In the United States, the Federal Government manages nearly 20% of the West in comparison to the 4% east of the Mississippi River. U.S. Federal Agencies have played major roles in supporting and maintaining the West over the years. To this day, they are tasked with managing the federal land used for grazing livestock in the West.

Bureau of Land Management (BLM)

Established after the Taylor Grazing Act, the BLM mission is as follows: “to sustain health, diversity, and productivity of public lands for the use and enjoyment for present and future generations.” Currently, the BLM oversees grazing on 155 million acres, with over 18,000 permits.

The BLM’s multiple use mandate includes energy development, mining, recreation, wildlife sustainability, and livestock grazing. After the creation of the BLM, MUYSA and FLPMA were created to support the agency in its efforts. The BLM carries out thousands of gas, oil, coal, renewable energy, mineral, and helium leases as well. United States Forest Service (USFS)

Much like the BLM, the USFS also oversees grazing on federal lands. It manages public lands in the form of national forests and grasslands. The function of the USFS dates back to 1876 when the United States Department of Agriculture was given the task of assessing forests in the U.S. This led to President Theodore Roosevelt placing the care of forests under the USFS in 1905 when Congress established the Forest Service to “provide quality water and timber for the nation’s benefit.” According to the United States Forest Service website, “Congress later directed the Forest Service to broaden its management scope for additional multiple uses and benefits and for the sustained yield of renewable resources such as water, forage, wildlife, wood, and recreation.” The website lists that the USFS manages roughly 193 million acres of grazing land with 6,250 permits.

(A run of records)
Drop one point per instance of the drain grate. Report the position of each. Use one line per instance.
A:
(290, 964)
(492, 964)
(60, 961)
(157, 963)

EXERCISE DETAILS: Could you repeat the stretch from "In the United" through "Land Management (BLM)" of the text on federal grazing lands, switching "Federal Government" to "national government"?

FINISHED TASK:
In the United States, the national government manages nearly 20% of the West in comparison to the 4% east of the Mississippi River. U.S. Federal Agencies have played major roles in supporting and maintaining the West over the years. To this day, they are tasked with managing the federal land used for grazing livestock in the West.

Bureau of Land Management (BLM)